__Saved data entries__
────────

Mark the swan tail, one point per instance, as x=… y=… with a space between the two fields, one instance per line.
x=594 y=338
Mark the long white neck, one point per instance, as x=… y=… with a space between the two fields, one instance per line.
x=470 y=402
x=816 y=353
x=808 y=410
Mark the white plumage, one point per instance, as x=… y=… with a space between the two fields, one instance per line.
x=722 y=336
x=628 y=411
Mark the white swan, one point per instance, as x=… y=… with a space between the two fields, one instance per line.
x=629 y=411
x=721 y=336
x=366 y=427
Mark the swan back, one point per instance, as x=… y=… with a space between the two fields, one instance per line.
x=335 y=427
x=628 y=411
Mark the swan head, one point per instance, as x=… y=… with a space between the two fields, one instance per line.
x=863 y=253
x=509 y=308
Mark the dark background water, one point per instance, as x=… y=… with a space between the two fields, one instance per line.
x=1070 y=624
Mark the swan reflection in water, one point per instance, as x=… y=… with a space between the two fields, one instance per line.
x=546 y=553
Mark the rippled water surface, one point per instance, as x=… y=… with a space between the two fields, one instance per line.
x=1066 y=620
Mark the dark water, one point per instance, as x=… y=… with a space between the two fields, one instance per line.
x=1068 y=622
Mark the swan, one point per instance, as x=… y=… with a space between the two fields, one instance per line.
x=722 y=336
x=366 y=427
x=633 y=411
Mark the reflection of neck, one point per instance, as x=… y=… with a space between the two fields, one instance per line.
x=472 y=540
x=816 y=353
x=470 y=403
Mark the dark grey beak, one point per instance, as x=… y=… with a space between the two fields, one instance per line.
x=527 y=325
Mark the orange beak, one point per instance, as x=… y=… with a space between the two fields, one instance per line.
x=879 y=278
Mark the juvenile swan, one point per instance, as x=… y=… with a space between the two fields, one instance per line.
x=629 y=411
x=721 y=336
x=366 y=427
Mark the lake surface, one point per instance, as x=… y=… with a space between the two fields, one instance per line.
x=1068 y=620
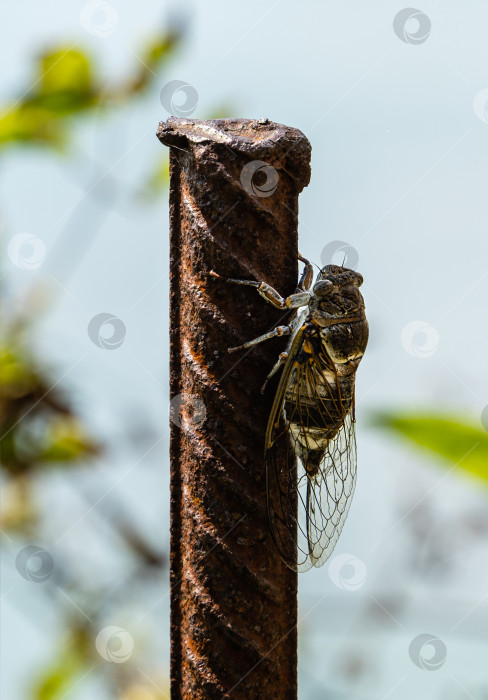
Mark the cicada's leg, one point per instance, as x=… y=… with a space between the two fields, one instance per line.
x=279 y=330
x=294 y=301
x=283 y=356
x=307 y=275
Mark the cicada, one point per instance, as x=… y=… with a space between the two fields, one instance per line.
x=310 y=450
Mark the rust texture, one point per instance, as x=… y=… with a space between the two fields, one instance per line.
x=233 y=601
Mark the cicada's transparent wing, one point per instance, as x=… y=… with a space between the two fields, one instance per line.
x=324 y=499
x=311 y=426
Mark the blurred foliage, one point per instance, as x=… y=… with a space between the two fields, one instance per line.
x=39 y=429
x=65 y=84
x=460 y=444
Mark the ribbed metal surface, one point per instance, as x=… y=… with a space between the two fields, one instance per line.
x=233 y=602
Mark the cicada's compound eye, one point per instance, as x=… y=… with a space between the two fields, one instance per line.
x=322 y=287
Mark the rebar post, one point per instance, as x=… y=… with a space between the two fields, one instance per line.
x=234 y=186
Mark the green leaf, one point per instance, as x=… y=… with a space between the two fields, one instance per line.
x=65 y=83
x=462 y=445
x=66 y=440
x=30 y=124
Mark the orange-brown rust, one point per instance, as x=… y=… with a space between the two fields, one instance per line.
x=233 y=602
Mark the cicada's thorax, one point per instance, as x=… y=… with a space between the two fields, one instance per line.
x=335 y=340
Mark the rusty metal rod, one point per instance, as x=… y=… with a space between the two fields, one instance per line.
x=233 y=209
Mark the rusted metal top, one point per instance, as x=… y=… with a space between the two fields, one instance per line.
x=233 y=602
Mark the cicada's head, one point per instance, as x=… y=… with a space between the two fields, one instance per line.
x=332 y=278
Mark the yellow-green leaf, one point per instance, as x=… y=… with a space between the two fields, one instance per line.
x=457 y=442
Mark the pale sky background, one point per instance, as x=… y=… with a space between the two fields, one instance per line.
x=400 y=172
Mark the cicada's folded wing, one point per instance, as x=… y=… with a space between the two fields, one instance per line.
x=310 y=459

────────

__Task instructions__
The entries are to be restated word for word, and no picture should appear in the copy.

__Reply to the task__
Mark the swan tail, one point per instance, as x=… y=… with a space between the two fields, one instance per line.
x=594 y=338
Mark the long white neck, one point per instance, as x=… y=… with a space between the two fields, one instance per line.
x=470 y=402
x=816 y=353
x=808 y=410
Mark the white plumage, one point per instance, as x=… y=… with a space between the two fields, one instance per line.
x=722 y=336
x=628 y=411
Mark the white swan, one point per instance, as x=… y=… with a space between the two fields, one instance per line.
x=629 y=411
x=721 y=336
x=366 y=427
Mark the swan back, one point per instance, as x=… y=… with a space between the two fields, one instance per line.
x=335 y=427
x=628 y=411
Mark the swan head, one point per instance, as x=… y=… with a space between the two fields, one instance per line.
x=863 y=253
x=509 y=308
Mark the dark background water, one point per instance, as x=… y=… with a space between the two fields, one instance per line.
x=1070 y=624
Mark the swan reflection in water, one point per instance, as x=… y=… with a space between the two fields, one instance per line.
x=546 y=553
Mark the rippled water surface, one point per instance, as x=… y=… with a space between the two fields, one instance per line.
x=1066 y=620
Mark the dark water, one point per instance, as x=… y=… with a space between the two fields, one instance per line.
x=1068 y=622
Mark the swan, one point per instance, as x=… y=… with a space between the two fields, one instance per line.
x=722 y=336
x=366 y=427
x=633 y=411
Mark the reflection of neck, one point per instance, as x=… y=… with a space between the two fields, one instance per line.
x=472 y=540
x=816 y=353
x=470 y=403
Mark the dark grey beak, one point per instance, as x=… y=… with a space between the two fields, one instance per line.
x=527 y=325
Mark the orange beak, one point per instance, as x=… y=… with a space between the two fields, one instance per line.
x=879 y=278
Mark the juvenile swan, one point per instance, as x=… y=… with a space between the two fields, one instance per line.
x=629 y=411
x=721 y=336
x=366 y=427
Mark the lake surface, one point per instance, as x=… y=… with a space between the two fields, one instance per line.
x=1068 y=620
Mark the cicada's leg, one point per instance, as x=… y=… with a space between the two fields, one instance per line.
x=279 y=330
x=294 y=301
x=283 y=356
x=307 y=275
Mark the cicada, one point per instance, as x=… y=… with a space between the two fields, one instance per line.
x=310 y=450
Mark the rust texture, one point per instance, as x=… y=… with a space between the two fields, one instance per line.
x=233 y=601
Mark the cicada's transparent wing, one point per instance, as x=… y=… with a space between the two fields, one instance per line.
x=324 y=499
x=311 y=426
Mark the blurred foliage, one point per instance, as x=… y=… with a space between the two fields, one instance per line.
x=39 y=429
x=65 y=84
x=460 y=444
Mark the ribbed metal surface, one point per instance, as x=… y=… with a space between the two fields, one instance per line.
x=233 y=602
Mark the cicada's compound eye, one point per instance, as x=… y=… with a space between the two fields, one instance per line.
x=322 y=287
Mark the rebar post, one point per instance, as x=… y=… with a space between the two fields, one instance per line.
x=234 y=186
Mark the green leaf, one point per instance, as x=… y=… with a space between the two fields, one instance per line.
x=65 y=83
x=462 y=445
x=66 y=440
x=30 y=124
Mark the orange-brown rust, one point per instance, as x=… y=… with a space between the two fields, one instance per line.
x=233 y=602
Mark the cicada's thorax, one point per instance, as x=… y=… with a space between the two fields, one instance per line.
x=335 y=340
Mark the rusty metal rod, one point per instance, as x=… y=… with a space between the two fields, one instance per line.
x=233 y=209
Mark the rusted metal top, one point per instance, as x=… y=… with a space between the two fields, one instance per line.
x=233 y=602
Mark the cicada's head, one point per instance, as x=… y=… with a space between the two fields, one instance per line.
x=332 y=278
Mark the yellow-green leaf, one point per instance, as x=… y=… with a space between the two fields, one instance per line.
x=457 y=442
Mark the pale sky background, one point per instance, as x=… y=… with a space between the two fields, one instance per line.
x=400 y=172
Mark the cicada's folded wing, one point per instance, as x=… y=… with a space between the two fields, one instance per line.
x=310 y=459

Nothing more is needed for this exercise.